• Given task: Please report each line below that contains the word "head".

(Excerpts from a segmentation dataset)
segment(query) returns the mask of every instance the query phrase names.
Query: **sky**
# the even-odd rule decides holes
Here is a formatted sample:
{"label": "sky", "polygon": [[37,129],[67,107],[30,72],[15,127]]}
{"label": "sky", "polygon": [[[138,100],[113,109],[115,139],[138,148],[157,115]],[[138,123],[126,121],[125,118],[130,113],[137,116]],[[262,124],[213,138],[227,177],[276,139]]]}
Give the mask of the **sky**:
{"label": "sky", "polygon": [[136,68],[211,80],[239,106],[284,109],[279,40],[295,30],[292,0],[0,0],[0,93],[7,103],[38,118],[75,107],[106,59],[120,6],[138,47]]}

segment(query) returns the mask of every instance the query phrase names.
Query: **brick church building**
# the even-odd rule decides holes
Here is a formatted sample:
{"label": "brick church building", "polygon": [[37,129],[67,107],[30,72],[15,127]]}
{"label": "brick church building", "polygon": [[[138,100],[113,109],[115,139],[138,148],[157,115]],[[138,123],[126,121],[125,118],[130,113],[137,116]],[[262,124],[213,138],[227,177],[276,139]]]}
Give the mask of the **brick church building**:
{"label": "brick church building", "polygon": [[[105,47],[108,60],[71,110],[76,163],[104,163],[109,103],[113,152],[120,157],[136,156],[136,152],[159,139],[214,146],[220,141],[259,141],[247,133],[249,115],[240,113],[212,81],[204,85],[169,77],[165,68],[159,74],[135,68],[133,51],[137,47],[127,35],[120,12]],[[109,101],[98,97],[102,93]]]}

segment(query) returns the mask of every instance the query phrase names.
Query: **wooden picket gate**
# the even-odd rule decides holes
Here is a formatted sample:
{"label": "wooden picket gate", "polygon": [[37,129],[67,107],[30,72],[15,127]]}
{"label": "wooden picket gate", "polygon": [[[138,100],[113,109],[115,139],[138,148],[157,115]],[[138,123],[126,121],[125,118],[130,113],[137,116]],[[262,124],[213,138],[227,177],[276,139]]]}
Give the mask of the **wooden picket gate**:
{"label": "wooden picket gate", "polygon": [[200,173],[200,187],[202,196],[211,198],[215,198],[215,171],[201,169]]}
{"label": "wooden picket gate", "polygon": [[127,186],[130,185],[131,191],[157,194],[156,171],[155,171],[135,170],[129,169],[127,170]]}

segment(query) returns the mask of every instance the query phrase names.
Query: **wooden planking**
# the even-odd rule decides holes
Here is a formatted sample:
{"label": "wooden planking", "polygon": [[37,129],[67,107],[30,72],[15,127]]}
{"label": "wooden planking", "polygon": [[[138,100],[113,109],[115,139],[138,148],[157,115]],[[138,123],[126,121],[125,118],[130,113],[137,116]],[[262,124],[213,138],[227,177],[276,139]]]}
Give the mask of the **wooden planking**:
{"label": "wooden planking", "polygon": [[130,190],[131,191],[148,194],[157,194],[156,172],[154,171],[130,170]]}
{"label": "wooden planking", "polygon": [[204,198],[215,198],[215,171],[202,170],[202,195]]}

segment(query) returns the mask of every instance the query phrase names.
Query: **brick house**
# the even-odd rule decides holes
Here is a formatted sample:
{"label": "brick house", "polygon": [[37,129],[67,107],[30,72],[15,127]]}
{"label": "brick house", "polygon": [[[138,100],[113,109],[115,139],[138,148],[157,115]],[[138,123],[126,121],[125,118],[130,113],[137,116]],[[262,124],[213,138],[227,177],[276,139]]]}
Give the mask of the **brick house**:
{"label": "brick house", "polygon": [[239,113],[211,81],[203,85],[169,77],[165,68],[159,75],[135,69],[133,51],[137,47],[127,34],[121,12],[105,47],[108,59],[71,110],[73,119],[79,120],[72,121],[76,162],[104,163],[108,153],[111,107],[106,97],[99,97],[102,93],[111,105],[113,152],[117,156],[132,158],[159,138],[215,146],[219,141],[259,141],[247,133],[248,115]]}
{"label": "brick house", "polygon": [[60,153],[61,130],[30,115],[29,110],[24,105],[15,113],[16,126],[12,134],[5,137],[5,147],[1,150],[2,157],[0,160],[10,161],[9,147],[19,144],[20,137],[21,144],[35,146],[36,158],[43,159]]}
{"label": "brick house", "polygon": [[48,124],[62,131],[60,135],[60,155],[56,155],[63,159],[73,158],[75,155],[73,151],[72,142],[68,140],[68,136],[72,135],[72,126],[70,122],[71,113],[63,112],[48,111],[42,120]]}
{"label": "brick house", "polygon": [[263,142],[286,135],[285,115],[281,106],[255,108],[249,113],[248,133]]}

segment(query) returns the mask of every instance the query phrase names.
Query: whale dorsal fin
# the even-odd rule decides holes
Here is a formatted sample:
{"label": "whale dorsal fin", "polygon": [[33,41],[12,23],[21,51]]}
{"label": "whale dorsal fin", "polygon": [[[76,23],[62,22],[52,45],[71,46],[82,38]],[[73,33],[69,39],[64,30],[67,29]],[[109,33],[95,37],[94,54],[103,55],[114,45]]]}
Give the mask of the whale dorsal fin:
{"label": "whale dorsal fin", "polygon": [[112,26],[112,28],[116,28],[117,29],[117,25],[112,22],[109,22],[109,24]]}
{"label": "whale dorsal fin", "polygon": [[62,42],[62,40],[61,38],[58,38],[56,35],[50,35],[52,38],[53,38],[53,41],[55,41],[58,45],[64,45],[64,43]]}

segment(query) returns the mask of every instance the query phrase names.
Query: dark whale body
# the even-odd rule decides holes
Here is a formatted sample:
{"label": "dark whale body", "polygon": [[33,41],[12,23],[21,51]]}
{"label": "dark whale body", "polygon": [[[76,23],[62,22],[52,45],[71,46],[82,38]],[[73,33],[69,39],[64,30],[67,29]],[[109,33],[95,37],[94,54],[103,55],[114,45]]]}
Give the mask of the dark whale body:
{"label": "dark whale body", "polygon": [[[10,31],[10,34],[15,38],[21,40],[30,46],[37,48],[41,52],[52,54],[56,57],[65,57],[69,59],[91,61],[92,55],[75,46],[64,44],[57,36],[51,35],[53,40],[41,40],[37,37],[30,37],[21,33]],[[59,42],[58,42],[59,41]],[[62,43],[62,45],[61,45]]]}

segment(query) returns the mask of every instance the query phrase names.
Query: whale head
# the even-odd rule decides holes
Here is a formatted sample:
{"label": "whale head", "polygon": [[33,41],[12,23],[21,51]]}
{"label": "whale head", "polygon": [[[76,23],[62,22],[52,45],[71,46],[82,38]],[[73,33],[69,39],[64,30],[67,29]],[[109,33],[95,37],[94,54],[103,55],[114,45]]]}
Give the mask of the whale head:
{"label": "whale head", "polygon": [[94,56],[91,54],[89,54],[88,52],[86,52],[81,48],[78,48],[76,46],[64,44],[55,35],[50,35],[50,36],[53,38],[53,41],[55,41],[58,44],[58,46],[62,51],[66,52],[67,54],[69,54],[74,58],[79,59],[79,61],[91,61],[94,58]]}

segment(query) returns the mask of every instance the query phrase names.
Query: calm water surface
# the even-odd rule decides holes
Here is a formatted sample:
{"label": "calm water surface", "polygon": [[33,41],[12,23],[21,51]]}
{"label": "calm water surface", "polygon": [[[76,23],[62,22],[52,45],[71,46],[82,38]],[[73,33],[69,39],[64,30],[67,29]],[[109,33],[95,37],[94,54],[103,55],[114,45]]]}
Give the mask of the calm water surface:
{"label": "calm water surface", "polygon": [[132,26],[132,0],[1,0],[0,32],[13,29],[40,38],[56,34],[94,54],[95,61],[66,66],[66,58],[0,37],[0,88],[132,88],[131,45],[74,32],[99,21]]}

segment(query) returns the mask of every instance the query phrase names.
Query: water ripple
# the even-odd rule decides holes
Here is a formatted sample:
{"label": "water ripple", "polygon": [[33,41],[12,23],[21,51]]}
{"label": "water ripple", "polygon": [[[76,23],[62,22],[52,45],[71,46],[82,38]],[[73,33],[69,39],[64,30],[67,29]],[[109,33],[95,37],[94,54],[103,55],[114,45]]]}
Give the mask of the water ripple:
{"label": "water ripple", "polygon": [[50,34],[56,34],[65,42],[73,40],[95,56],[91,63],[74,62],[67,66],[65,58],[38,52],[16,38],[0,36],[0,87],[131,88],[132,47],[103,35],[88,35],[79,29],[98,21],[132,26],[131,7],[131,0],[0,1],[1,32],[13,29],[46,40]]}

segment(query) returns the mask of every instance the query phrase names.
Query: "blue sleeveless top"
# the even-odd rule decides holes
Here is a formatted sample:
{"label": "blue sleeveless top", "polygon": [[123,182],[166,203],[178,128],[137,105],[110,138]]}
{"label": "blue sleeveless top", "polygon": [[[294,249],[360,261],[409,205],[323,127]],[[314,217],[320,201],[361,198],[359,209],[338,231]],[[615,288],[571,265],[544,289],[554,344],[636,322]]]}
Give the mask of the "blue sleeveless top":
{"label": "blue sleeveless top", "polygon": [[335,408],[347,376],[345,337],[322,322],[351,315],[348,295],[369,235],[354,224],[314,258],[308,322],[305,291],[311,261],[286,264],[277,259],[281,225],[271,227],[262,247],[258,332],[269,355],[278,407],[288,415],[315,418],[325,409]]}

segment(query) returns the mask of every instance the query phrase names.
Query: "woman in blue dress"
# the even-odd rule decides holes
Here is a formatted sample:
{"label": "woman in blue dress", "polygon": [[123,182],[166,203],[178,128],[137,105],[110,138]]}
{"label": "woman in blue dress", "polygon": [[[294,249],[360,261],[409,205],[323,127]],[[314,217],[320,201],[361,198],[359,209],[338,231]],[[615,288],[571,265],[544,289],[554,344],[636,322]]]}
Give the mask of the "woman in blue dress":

• Task output:
Query: whale head
{"label": "whale head", "polygon": [[33,41],[12,23],[21,51]]}
{"label": "whale head", "polygon": [[[76,23],[62,22],[52,45],[71,46],[82,38]],[[73,33],[69,39],[64,30],[67,29]],[[109,33],[95,37],[94,54],[103,55],[114,45]]]}
Give the mask of the whale head:
{"label": "whale head", "polygon": [[94,56],[91,54],[89,54],[88,52],[86,52],[81,48],[78,48],[76,46],[64,44],[55,35],[50,35],[50,36],[53,38],[53,41],[55,41],[58,44],[58,46],[62,51],[66,52],[67,54],[69,54],[74,58],[79,59],[79,61],[91,61],[94,58]]}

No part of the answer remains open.